**SELECTED TEXT**
-.-.-

Sandwichman quoted:
>From a comment on a US News and World Report blog from Joseph
> DeLassus of MO, July 14, 2009:
>
> "Not much is said these days about technological unemployment."

What _is_ this kind of unemployment? No-one can have an intelligent
conversation without defining terms. Of course, as with any concept,
the definition is a matter of convention. So I did a short search:

from answers.com: technological unemployment is:
>Unemployment resulting from the application of new technology, either by 
>eliminating jobs or by changing the nature of work so that those who had 
>performed the work no longer have applicable skills to do so.<

from http://findarticles.com/p/articles/mi_m1153/is_5_125/ai_91808044/:>The
displacement of workers by advancing technology<
(Technological unemployment. - Inventing ourselves out of jobs?
America's debate over technological unemployment, 1929-1981 - book
review _Monthly Labor Review_, May, 2002 by Horst Brand)

-.-.-

**SUPPLIED MATERIAL**

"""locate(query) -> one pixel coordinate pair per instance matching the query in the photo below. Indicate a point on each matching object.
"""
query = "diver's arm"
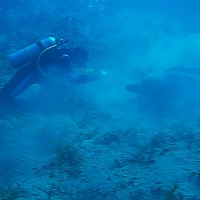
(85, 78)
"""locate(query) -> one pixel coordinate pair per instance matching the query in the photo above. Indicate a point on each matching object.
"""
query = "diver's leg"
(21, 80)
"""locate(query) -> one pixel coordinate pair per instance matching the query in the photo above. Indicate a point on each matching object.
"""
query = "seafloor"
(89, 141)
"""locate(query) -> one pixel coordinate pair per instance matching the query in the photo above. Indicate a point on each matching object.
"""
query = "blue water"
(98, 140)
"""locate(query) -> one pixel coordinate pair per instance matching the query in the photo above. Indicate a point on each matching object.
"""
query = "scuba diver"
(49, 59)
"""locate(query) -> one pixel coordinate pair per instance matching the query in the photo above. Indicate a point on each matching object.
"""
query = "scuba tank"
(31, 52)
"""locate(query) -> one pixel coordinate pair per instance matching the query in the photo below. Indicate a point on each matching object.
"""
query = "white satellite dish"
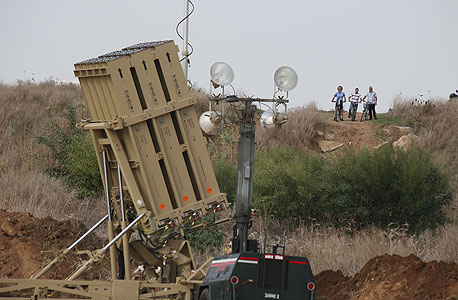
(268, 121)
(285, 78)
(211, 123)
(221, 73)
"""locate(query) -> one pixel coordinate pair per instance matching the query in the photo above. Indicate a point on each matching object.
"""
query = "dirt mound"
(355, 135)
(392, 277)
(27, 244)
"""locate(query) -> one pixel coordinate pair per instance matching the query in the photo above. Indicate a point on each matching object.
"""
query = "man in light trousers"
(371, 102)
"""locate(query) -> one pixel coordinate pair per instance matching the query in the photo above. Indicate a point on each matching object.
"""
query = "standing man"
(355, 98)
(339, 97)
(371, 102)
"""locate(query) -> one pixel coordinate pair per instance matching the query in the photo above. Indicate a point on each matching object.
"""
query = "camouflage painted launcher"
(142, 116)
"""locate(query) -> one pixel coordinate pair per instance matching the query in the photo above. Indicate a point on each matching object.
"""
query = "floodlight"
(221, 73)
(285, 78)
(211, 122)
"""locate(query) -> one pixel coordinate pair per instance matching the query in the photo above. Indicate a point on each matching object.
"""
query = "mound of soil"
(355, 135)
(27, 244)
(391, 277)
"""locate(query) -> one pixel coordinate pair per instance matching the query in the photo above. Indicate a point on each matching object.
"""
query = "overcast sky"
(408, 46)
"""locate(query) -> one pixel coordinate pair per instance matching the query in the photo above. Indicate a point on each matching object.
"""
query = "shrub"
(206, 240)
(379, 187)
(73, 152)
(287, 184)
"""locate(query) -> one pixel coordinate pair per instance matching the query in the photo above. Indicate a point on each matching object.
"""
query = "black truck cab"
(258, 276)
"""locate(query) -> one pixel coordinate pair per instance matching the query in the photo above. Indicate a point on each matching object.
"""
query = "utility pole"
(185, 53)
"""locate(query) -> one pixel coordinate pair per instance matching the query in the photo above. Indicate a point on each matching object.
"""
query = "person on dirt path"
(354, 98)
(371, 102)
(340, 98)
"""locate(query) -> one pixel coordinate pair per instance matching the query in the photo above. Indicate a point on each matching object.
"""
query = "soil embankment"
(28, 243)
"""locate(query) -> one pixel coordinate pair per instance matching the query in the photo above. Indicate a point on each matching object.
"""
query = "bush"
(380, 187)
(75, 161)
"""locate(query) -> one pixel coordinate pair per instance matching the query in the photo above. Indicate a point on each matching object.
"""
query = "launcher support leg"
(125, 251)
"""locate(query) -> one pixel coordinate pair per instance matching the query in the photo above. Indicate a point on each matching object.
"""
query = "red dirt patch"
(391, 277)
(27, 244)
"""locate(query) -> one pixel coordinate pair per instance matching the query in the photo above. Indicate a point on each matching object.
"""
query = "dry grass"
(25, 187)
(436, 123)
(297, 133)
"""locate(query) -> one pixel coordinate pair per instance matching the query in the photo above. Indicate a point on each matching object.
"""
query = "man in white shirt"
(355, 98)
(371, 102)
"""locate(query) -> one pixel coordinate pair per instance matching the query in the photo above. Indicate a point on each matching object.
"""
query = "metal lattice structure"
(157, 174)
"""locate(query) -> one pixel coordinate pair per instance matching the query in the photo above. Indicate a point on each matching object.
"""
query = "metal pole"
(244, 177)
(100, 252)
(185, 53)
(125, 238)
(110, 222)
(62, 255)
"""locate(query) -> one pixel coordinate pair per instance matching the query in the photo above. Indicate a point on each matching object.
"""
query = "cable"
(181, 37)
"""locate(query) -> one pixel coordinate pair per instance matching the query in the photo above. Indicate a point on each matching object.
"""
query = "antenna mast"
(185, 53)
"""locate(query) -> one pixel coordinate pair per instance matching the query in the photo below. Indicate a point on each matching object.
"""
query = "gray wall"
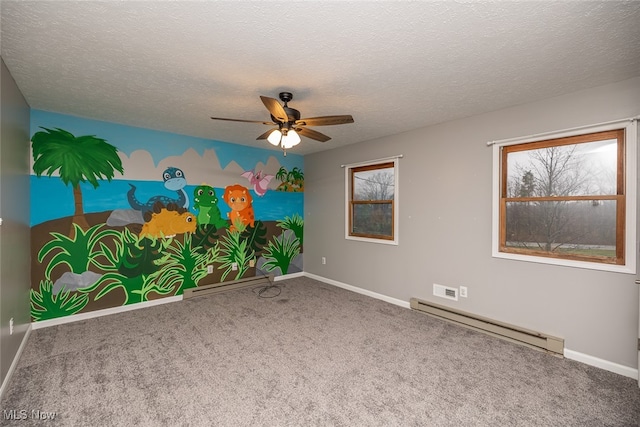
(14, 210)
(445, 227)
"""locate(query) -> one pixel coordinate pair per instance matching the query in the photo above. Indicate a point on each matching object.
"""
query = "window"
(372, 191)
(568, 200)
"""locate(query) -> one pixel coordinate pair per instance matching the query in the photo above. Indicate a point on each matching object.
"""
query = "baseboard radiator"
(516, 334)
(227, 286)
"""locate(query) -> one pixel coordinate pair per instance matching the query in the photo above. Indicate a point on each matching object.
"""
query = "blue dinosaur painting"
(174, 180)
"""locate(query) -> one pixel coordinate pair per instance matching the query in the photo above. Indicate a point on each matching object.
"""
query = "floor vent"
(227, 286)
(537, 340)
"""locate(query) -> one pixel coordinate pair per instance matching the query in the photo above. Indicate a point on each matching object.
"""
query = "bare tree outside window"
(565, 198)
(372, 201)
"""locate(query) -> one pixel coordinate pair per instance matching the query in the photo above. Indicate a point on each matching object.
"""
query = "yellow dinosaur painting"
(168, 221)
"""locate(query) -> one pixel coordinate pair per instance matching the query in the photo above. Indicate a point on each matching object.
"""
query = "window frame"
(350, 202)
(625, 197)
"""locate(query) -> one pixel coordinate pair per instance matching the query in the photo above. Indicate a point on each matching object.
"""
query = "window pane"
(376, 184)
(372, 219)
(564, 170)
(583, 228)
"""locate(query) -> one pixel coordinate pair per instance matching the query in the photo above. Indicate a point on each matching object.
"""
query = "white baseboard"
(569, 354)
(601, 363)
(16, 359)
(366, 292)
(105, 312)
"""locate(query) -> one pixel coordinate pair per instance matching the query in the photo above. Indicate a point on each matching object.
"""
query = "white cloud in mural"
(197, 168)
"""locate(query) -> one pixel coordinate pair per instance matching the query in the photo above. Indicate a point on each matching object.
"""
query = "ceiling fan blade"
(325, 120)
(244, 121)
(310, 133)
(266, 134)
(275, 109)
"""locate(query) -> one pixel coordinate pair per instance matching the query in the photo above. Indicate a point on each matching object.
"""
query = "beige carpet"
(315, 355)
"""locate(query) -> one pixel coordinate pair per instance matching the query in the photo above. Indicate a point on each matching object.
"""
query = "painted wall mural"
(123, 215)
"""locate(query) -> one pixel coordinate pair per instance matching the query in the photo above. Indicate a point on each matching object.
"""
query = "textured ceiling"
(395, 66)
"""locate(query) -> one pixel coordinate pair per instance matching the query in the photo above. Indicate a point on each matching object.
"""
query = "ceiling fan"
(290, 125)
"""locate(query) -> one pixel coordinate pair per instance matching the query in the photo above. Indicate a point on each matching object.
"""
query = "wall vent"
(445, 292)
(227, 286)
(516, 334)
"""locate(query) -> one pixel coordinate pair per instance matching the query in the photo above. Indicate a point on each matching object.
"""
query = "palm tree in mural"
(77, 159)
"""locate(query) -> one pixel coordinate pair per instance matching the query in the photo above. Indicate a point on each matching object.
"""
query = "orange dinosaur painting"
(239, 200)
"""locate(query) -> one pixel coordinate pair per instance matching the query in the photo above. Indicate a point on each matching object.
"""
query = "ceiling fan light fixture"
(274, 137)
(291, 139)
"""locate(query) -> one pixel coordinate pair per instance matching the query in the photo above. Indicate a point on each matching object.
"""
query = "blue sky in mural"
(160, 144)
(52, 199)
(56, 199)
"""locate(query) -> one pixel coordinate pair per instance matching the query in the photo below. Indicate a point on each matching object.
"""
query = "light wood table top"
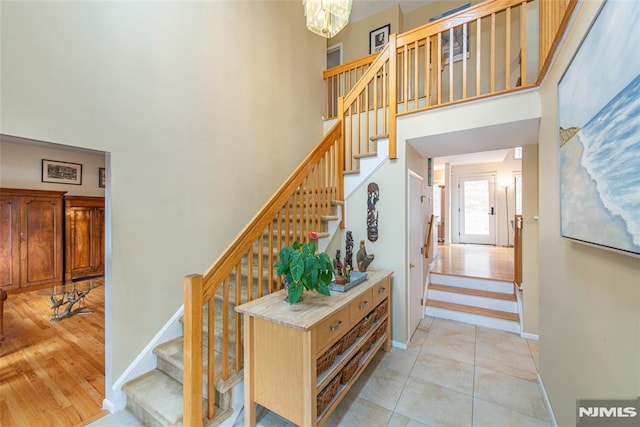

-.-.-

**ACTIONS TO TAKE**
**1)** Could you edit the post on technological unemployment from "from answers.com: technological" up to and including "out of jobs?", with "technology" changed to "automation" throughout?
**2)** Which lines in the entries contain the string "painted"? Collect every one of them.

**SOLUTIONS IN ORDER**
**1)**
from answers.com: technological unemployment is:
>Unemployment resulting from the application of new automation, either by 
>eliminating jobs or by changing the nature of work so that those who had 
>performed the work no longer have applicable skills to do so.<

from http://findarticles.com/p/articles/mi_m1153/is_5_125/ai_91808044/:>The
displacement of workers by advancing automation<
(Technological unemployment. - Inventing ourselves out of jobs?

**2)**
query = "camouflage painted launcher"
query = "painted wall mural"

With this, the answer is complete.